RECORDED INFORMATION –
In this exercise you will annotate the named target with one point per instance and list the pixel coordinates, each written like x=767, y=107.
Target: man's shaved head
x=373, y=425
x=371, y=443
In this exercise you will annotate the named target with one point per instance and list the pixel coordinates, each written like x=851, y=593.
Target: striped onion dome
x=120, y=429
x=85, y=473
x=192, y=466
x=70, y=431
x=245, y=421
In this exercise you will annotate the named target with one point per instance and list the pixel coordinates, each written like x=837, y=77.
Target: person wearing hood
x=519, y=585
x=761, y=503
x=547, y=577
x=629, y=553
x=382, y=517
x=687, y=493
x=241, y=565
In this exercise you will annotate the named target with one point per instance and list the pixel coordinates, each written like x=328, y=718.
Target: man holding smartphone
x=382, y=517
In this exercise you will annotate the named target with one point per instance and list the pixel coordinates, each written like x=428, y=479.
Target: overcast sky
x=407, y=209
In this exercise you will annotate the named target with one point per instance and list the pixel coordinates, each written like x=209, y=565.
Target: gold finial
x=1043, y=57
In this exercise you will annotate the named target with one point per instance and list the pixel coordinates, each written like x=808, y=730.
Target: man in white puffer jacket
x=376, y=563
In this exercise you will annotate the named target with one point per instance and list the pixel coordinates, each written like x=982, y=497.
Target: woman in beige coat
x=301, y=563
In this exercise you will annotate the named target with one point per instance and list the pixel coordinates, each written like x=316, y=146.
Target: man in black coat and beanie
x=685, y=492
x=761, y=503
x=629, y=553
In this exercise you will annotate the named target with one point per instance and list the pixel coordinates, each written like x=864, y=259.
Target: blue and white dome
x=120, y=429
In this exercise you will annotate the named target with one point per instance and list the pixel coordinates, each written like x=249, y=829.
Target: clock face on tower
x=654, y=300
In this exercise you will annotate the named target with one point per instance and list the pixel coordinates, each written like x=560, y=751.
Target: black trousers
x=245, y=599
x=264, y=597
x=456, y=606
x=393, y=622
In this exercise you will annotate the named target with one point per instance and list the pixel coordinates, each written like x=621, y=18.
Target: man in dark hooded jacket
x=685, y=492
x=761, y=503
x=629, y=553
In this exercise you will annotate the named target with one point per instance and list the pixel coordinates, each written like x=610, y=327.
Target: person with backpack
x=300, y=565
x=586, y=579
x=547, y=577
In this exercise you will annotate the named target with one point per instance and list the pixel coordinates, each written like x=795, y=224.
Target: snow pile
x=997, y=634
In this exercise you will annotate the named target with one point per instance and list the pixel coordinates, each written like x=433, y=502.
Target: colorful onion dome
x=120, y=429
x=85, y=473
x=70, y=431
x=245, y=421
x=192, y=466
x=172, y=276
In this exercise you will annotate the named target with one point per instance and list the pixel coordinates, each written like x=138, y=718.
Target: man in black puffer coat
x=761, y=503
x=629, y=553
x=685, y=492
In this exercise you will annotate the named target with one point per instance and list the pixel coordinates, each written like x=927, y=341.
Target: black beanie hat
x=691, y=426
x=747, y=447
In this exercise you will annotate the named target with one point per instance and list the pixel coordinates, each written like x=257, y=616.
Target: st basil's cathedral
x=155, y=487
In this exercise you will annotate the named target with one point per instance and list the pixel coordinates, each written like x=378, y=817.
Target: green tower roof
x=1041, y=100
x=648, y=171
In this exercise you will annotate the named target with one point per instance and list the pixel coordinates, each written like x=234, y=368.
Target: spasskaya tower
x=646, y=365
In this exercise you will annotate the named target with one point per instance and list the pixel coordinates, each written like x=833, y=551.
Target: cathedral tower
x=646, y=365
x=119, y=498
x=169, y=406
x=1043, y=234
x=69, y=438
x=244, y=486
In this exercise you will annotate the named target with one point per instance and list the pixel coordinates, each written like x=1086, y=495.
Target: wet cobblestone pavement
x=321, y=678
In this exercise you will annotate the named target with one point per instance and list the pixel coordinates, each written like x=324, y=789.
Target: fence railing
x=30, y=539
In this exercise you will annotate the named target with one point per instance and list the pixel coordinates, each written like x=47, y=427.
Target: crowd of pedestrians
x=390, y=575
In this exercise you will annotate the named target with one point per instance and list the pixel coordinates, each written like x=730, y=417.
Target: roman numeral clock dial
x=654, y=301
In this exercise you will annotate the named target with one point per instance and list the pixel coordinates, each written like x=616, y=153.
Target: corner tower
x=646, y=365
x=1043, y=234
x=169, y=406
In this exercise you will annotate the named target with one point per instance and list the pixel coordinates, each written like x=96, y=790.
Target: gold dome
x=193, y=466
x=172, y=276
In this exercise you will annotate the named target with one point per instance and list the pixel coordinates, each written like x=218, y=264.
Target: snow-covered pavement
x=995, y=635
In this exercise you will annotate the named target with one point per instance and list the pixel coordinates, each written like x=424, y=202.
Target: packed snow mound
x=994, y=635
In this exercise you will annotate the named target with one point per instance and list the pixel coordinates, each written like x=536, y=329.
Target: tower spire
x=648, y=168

WHAT IS EXPECTED – Restate the whole listing word for word so that no line differs from the original.

WORKED SOLUTION –
In this exercise you will annotate the named target with one point per instance and list the pixel coordinates, each written like x=767, y=107.
Target: man's shaved head
x=373, y=425
x=371, y=443
In this exercise you will annotate the named target with one point per instance and list the pixel coordinates, each written like x=851, y=593.
Target: striped onion dome
x=120, y=429
x=85, y=473
x=192, y=466
x=70, y=431
x=245, y=421
In this exercise you will annotate the named target with one point per instance and list the pixel coordinates, each written like x=837, y=77.
Target: person wearing hood
x=519, y=585
x=761, y=503
x=547, y=577
x=629, y=553
x=382, y=517
x=687, y=493
x=241, y=565
In this exercise you will annotate the named target with one point per instance and list the pixel coordinates, each written like x=328, y=718.
Target: man holding smartphone
x=382, y=517
In this exercise you will annotate the named target with one point per instance and list the pixel coordinates, each written like x=428, y=479.
Target: overcast sky
x=407, y=209
In this exercise you will annotate the named target with one point per instance and list the pixel coordinates, each written like x=209, y=565.
Target: gold finial
x=1043, y=57
In this exercise you will annotate the named target with one point per instance and list the pixel coordinates, each written like x=808, y=730.
Target: man in white puffer jacket
x=376, y=563
In this exercise you will annotate the named target with one point per instance and list the pixel coordinates, each written like x=982, y=497.
Target: woman in beige coat
x=301, y=563
In this exercise you will annotate the named target with one point per instance and list the pixel coordinates, each written like x=316, y=146.
Target: man in black coat and beanie
x=685, y=492
x=761, y=503
x=629, y=553
In this exercise you will annotate the named target with one point per instance and list the pixel coordinates, each written like x=864, y=259.
Target: blue and white dome
x=120, y=429
In this exercise you will annotate the named target with one point per instance and list the pixel coordinates, each written like x=249, y=829.
Target: clock face on tower
x=654, y=300
In this exercise you will annotate the named target with one point per instance and list the pixel coordinates, each written like x=560, y=751.
Target: black trousers
x=245, y=599
x=264, y=597
x=456, y=606
x=393, y=622
In this exercise you will annotate the named target with one point per instance and list the pixel coordinates, each written like x=621, y=18.
Target: man in dark hooded jacket
x=685, y=492
x=761, y=503
x=629, y=553
In this exercise you will annotate the named target with one point per instance and list the pixel coordinates, each written like x=610, y=327.
Target: person with backpack
x=300, y=565
x=586, y=579
x=547, y=577
In this exercise you will annotate the named target with one point per instance and list the pixel coordinates, each written like x=795, y=224.
Target: snow pile
x=997, y=634
In this exercise you will annotate the named target with one point per instance and list the pixel coordinates, each written like x=433, y=502.
Target: colorful onion dome
x=120, y=429
x=85, y=473
x=70, y=431
x=245, y=421
x=192, y=466
x=172, y=276
In this exercise you will annotate the named target with one point per instance and list the pixel coordinates, each written like x=138, y=718.
Target: man in black puffer coat
x=761, y=503
x=629, y=553
x=685, y=492
In this exercise you will annotate the named target with one point per instance and list the pixel coordinates, each written like x=927, y=341.
Target: black beanie hat
x=691, y=426
x=747, y=447
In this exercise you will annotate the named target with one point per instance and list the pixel coordinates, each written like x=257, y=616.
Target: st basil's cathedral
x=155, y=487
In this exercise you will annotate the named target with one point per instance and list the pixel coordinates, each written like x=378, y=817.
Target: green tower roof
x=1041, y=100
x=648, y=171
In this exercise you will annotate the named target with one point per instance and list the pixel coordinates, each written like x=234, y=368.
Target: spasskaya tower
x=646, y=365
In this exercise you will annotate the named target with one point per instance and list the pixel coordinates, each written like x=833, y=551.
Target: cathedral tower
x=646, y=365
x=119, y=498
x=169, y=406
x=1043, y=234
x=69, y=438
x=244, y=486
In this exercise you will annotate the named target with one point per instance and list the pixel coordinates, each written like x=1086, y=495.
Target: wet cobblestone pavement
x=321, y=678
In this exercise you will annotate the named target with one point per instance and list the pixel coordinates, each written like x=324, y=789.
Target: fence railing
x=30, y=539
In this exercise you will annotate the named target with one point per instance and list the pixel coordinates, each written like x=47, y=427.
Target: crowd of pedestrians
x=390, y=575
In this exercise you will annotate the named target with one point per instance and list the pixel coordinates, each written like x=730, y=417.
Target: roman numeral clock dial
x=654, y=301
In this exercise you will annotate the named target with one point per instance and list the pixel coordinates, each written like x=616, y=153.
Target: corner tower
x=646, y=365
x=1043, y=234
x=169, y=406
In this exercise you will annotate the named target with one point per instance and list the pixel coordinates, each written like x=96, y=790.
Target: gold dome
x=193, y=466
x=172, y=276
In this exercise you will annotate the named target with one point per instance and list the pixel coordinates, each written like x=218, y=264.
Target: snow-covered pavement
x=995, y=635
In this exercise you will annotate the named target with one point per instance and list the pixel coordinates, each written like x=424, y=202.
Target: packed snow mound
x=994, y=635
In this exercise you will annotate the named target with one point per instance and list the pixel coordinates, each written like x=536, y=329.
Target: tower spire
x=648, y=168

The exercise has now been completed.